SOURCE DATA
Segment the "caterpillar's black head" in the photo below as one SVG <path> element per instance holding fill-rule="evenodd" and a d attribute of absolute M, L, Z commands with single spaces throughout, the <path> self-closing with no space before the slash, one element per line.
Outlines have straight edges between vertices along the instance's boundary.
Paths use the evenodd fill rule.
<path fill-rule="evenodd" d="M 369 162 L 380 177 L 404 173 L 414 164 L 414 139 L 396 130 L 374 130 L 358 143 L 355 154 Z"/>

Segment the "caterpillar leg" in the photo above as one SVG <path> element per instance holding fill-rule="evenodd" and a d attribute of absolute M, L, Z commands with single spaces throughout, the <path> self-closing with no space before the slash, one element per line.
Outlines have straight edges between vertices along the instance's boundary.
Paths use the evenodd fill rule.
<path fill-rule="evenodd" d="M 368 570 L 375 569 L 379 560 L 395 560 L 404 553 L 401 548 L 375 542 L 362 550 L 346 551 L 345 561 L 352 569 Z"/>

EXERCISE DESCRIPTION
Please reproduce the entries above with "straight edges" substituted by "linear segments" everywhere it occurs, leaving every other character unchanged.

SOLVED PROBLEM
Segment the "caterpillar's black head" in the photo below as one SVG <path> element per instance holding fill-rule="evenodd" and a d attribute of absolute M, L, Z commands with single spaces throughout, the <path> self-closing with no space before the slash, one element per line.
Outlines have linear segments between vertices along the instance's boundary.
Paths use the evenodd fill rule.
<path fill-rule="evenodd" d="M 369 162 L 380 177 L 404 173 L 414 164 L 414 139 L 396 130 L 374 130 L 358 143 L 355 154 Z"/>

Segment the "caterpillar leg" in the photo above as one SVG <path> element per instance holding fill-rule="evenodd" and a d attribute of absolute M, L, Z commands with single spaces throughout, the <path> self-closing with no space before the slash, one element per line.
Outlines have linear segments between vertices along the instance's boundary.
Paths use the evenodd fill rule.
<path fill-rule="evenodd" d="M 368 570 L 375 569 L 379 560 L 395 560 L 404 553 L 401 548 L 375 542 L 362 550 L 346 551 L 345 561 L 352 569 Z"/>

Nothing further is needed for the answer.